## [Source extract]
====================

Common mistakes after denial of SSDI application

By Michelle Shvarts
Principal Attorney

The most common question our social security disability lawyers are asked is whether I should appeal for social security after being denied SSDI. Our lawyers have the most reliable answer for you: Yes! You should appeal for SSDI after you have been denied at least one. Amongst the vast amount of applications received only 20% are approved in the first round. Our lawyers have observed from doing the paperwork and working on individual cases with social security examiners, that claimants mostly make the mistake of not appealing to the denial. Whereas probabilistically speaking, pursuing the claim through appealing your case to the SSA stands a high chance of being fairly accepted of eventually being approved in the second go. The claim will almost always be denied after appealing for reconsideration, but stands a high chance of being approved if you follow the appeal process through hearings or other methods. Here’s how to appeal to the process rightly.

Other common mistake that claimants make is

You make another claim instead of filing an appeal

Filing new disability applications over and over again is not a good idea. Probably because you may be repeating the same mistakes for the very reasons why your SSDI was denied in the first place. By contrast, those who file appeals will certainly get their case heard by a federal judge or have the appeal through other processes that will increase their chances of being accepted.

====================

## [Given instruction]
Resume the article on common mistakes after an SSDI denial, starting right after its last sentence.

(Data entries)
====================

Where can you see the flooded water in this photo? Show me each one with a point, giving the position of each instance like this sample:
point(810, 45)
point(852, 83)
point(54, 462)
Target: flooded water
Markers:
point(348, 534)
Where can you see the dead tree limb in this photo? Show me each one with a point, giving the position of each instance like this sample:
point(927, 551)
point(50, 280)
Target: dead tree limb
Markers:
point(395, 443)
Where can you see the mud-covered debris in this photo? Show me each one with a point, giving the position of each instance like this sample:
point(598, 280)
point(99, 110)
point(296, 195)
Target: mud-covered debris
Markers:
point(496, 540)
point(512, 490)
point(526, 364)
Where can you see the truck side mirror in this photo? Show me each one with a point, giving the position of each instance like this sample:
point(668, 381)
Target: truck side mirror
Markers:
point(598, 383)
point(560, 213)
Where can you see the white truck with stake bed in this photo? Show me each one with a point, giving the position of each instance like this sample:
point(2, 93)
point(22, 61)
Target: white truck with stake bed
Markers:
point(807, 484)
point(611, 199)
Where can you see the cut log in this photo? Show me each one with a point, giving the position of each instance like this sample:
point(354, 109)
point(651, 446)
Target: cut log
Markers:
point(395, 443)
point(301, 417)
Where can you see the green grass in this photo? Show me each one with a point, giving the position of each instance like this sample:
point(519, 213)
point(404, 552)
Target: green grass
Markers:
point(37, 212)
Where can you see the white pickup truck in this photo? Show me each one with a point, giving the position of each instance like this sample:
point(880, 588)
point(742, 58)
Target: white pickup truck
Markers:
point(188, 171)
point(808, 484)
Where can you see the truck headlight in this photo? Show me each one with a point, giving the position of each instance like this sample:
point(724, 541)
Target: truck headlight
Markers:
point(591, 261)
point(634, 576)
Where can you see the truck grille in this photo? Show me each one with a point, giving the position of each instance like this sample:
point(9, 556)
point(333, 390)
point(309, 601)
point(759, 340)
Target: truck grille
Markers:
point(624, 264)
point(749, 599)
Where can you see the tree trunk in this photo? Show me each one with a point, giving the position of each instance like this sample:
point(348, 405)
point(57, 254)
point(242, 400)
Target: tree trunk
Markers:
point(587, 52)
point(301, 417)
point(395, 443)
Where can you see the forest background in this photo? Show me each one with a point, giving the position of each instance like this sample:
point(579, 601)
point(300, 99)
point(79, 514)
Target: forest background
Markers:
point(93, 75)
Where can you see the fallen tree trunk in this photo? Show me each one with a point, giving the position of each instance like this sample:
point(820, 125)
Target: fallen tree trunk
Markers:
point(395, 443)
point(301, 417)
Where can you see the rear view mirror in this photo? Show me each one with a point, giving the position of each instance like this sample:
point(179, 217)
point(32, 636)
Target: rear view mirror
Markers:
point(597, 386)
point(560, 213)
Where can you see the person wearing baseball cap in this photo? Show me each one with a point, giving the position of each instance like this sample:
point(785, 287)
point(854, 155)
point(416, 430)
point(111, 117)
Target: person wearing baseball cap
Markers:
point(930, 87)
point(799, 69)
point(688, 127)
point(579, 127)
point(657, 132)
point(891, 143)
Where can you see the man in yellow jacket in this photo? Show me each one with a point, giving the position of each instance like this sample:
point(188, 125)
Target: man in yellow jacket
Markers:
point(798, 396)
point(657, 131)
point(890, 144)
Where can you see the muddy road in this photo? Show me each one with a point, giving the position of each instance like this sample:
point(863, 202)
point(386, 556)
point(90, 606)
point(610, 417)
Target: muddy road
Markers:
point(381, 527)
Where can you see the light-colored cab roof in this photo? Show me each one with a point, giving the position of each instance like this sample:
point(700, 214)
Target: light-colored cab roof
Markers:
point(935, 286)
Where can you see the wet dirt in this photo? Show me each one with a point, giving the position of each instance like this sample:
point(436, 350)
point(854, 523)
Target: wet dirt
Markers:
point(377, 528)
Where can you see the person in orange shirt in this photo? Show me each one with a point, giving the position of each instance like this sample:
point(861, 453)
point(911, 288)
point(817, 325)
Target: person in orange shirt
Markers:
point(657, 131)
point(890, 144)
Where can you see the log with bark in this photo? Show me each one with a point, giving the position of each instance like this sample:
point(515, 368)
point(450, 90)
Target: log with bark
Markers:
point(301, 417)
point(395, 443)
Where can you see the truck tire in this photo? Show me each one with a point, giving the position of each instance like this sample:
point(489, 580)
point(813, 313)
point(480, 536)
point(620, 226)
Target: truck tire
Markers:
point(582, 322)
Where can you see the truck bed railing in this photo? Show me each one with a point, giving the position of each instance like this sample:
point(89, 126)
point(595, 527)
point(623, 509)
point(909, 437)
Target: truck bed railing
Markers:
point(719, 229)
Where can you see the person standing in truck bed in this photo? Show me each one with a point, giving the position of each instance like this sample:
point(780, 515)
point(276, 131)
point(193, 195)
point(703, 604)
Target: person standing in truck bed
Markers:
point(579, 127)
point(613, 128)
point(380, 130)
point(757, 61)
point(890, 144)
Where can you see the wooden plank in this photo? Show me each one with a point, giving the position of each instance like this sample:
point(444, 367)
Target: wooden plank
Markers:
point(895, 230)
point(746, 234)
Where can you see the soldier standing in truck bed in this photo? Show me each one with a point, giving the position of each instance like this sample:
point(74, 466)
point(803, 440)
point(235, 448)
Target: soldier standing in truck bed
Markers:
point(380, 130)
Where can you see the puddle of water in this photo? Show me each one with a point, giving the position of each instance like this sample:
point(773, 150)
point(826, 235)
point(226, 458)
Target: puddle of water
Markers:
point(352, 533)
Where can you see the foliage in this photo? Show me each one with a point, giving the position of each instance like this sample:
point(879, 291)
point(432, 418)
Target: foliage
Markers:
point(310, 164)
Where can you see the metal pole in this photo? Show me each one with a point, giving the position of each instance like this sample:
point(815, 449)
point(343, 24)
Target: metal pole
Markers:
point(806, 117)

====================

## [Answer to the task]
You wanted to appeal but missed the deadline

This may happen if you as a claimant are unsure of what to do next or simply did not keep up with the deadlines due to depression or anxiety after being denied social security. Or it may be that you are looking for an attorney to file your social security disability case on your behalf but were unable to find any in due time.

You decided not to appeal

This could happen due to a couple of factors, including your fears of pursuing the application after being told you weren’t disabled. “If you are unable to return to work or perform substantial gainful activity, SGA due to your disability, you really are entitled to this benefit,” says a disability examiner. “It’s important to realize that this is not a simple application process, and appealing your case is the next important and required step.”

You wasted your time trying to correct the mistakes you made in your previous application

You have to file an appeal within a year of getting your disability application rejected. However, most of the people decide to file another application instead of going for an appeal. This could be due to different reasons including a fear of having your appeal rejected which is then followed by going to an administrative law judge, ALJ or even Supreme Court. However, most people don’t know that whatever is in your initial application, including the mistakes and rejection, stays with the Disability Determination Service staff at the SSA.

You didn’t provide enough information on your disability application and repeated the same in your appeal process

One example is undermining your disability by not giving enough details. For instance, you might mention that you are able to take a shower on your own, while not mentioning that you got bars for support or a personal caretaker or get help from a family member.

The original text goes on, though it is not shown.